> **Supplied text**
+ + +
How Vulnerable is the LDS Market?

7.21.10 | | 12 comments

What will the LDS market look like 20 years from now? Will there even be an LDS market? Will there still be LDS books, music, film and other cultural goods? If they exist, will they simply be sold as part of the national market in the U.S.? What about outside of the U.S.?

Most of us involved with the LDS market simply assume that there is a consumer need or desire that is being filled, and that the audience will always want Mormon materials. Less frequently, many assume that separate LDS stores and perhaps publishers will eventually be absorbed into the rest of the market for books, music, film and other cultural goods, because, they believe, there isn’t any reason that consumers need separate LDS stores.

Perhaps.

The current LDS market is best defined as a niche — a small portion of the overall market that consists of customers with specific interests or needs different from the rest of the market. A niche is usually small enough that it is overlooked or ignored by the rest of the market. It often also has some kind of impediment or ‘insulation’ from the rest of the market, something that keeps those in the  rest of the market from simply adding one additional product to serve the needs of the niche.
+ + +
> **Challenges**
**a)** According to the article on the LDS market, how is the current LDS market best defined?
**b)** In the article on the LDS market, write out the passage from "What will the" up to and including "separate LDS stores.", substituting "creative works" for "cultural goods".
The entries come from a different source than the article on the LDS market.
+ + +
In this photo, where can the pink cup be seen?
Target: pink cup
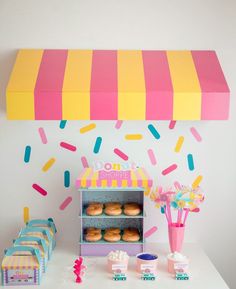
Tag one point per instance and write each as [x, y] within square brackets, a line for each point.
[121, 266]
[176, 236]
[142, 265]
+ + +
> **Answers for the exercise**
**a)** As a niche.

**b)**
What will the LDS market look like 20 years from now? Will there even be an LDS market? Will there still be LDS books, music, film and other creative works? If they exist, will they simply be sold as part of the national market in the U.S.? What about outside of the U.S.?

Most of us involved with the LDS market simply assume that there is a consumer need or desire that is being filled, and that the audience will always want Mormon materials. Less frequently, many assume that separate LDS stores and perhaps publishers will eventually be absorbed into the rest of the market for books, music, film and other creative works, because, they believe, there isn’t any reason that consumers need separate LDS stores.